* _Stated goal_
Write out every one of the rows below word for word, without changing anything.
* * * * * * * * *
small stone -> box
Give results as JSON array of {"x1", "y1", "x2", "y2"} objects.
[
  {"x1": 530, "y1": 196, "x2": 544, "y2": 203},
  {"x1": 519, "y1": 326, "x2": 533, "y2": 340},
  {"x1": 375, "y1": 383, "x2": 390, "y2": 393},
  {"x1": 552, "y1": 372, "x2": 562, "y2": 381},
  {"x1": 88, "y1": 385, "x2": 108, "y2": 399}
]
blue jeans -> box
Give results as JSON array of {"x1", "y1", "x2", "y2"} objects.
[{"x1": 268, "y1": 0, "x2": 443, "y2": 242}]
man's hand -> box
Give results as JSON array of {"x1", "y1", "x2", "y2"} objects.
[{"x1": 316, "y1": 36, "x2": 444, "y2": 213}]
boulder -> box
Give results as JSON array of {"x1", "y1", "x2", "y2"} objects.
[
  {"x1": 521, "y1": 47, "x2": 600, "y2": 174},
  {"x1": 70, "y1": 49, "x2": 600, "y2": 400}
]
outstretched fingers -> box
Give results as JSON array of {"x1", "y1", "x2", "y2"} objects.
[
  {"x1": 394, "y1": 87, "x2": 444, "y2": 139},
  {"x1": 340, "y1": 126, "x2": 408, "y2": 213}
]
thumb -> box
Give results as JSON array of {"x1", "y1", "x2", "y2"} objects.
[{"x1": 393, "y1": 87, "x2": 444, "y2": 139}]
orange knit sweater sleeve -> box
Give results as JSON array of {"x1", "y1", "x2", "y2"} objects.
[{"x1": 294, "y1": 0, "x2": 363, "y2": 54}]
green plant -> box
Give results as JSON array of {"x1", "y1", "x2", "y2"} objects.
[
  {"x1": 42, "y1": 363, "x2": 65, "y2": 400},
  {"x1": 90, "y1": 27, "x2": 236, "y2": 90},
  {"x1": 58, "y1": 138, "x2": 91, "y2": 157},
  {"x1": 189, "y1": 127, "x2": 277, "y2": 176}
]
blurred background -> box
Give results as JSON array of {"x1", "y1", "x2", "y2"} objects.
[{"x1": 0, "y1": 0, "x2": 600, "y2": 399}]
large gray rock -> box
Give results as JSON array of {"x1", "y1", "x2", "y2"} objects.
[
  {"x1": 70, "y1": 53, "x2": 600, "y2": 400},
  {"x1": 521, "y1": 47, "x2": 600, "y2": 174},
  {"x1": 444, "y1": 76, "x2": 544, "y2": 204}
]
* * * * * * * * *
* _Result for this task_
small stone -> box
Give results as JSON array of {"x1", "y1", "x2", "y2"} objects.
[
  {"x1": 530, "y1": 196, "x2": 544, "y2": 203},
  {"x1": 519, "y1": 326, "x2": 533, "y2": 340},
  {"x1": 375, "y1": 383, "x2": 390, "y2": 393},
  {"x1": 552, "y1": 372, "x2": 562, "y2": 381},
  {"x1": 88, "y1": 385, "x2": 108, "y2": 399}
]
blue jeans -> box
Give results as JSON array of {"x1", "y1", "x2", "y2"} objects.
[{"x1": 268, "y1": 0, "x2": 443, "y2": 242}]
man's hand -> box
Give results as JSON array of {"x1", "y1", "x2", "y2"} objects.
[{"x1": 316, "y1": 36, "x2": 444, "y2": 213}]
boulder -> box
Give results as JSON array of {"x1", "y1", "x2", "y2"} objects.
[
  {"x1": 521, "y1": 47, "x2": 600, "y2": 174},
  {"x1": 70, "y1": 49, "x2": 600, "y2": 400}
]
outstretched fingers -> box
Give results as JSON array of {"x1", "y1", "x2", "y2"} objects.
[
  {"x1": 394, "y1": 87, "x2": 444, "y2": 139},
  {"x1": 340, "y1": 126, "x2": 408, "y2": 213}
]
thumb -> box
Give results as JSON array of {"x1", "y1", "x2", "y2"} objects.
[{"x1": 393, "y1": 87, "x2": 444, "y2": 139}]
orange knit sweater sleeve -> box
Give results as JSON array of {"x1", "y1", "x2", "y2"} objects.
[{"x1": 294, "y1": 0, "x2": 363, "y2": 54}]
green plant -> box
Give results as JSON array of {"x1", "y1", "x2", "y2"} objects.
[
  {"x1": 42, "y1": 363, "x2": 65, "y2": 400},
  {"x1": 90, "y1": 27, "x2": 236, "y2": 90},
  {"x1": 58, "y1": 138, "x2": 91, "y2": 157},
  {"x1": 189, "y1": 127, "x2": 277, "y2": 176}
]
blurred background -> box
Give results as JSON array of {"x1", "y1", "x2", "y2"} objects.
[{"x1": 0, "y1": 0, "x2": 600, "y2": 399}]
large gray rock -> box
Give results as JSON array of {"x1", "y1", "x2", "y2"} objects.
[
  {"x1": 70, "y1": 53, "x2": 600, "y2": 400},
  {"x1": 521, "y1": 47, "x2": 600, "y2": 174},
  {"x1": 444, "y1": 76, "x2": 544, "y2": 204}
]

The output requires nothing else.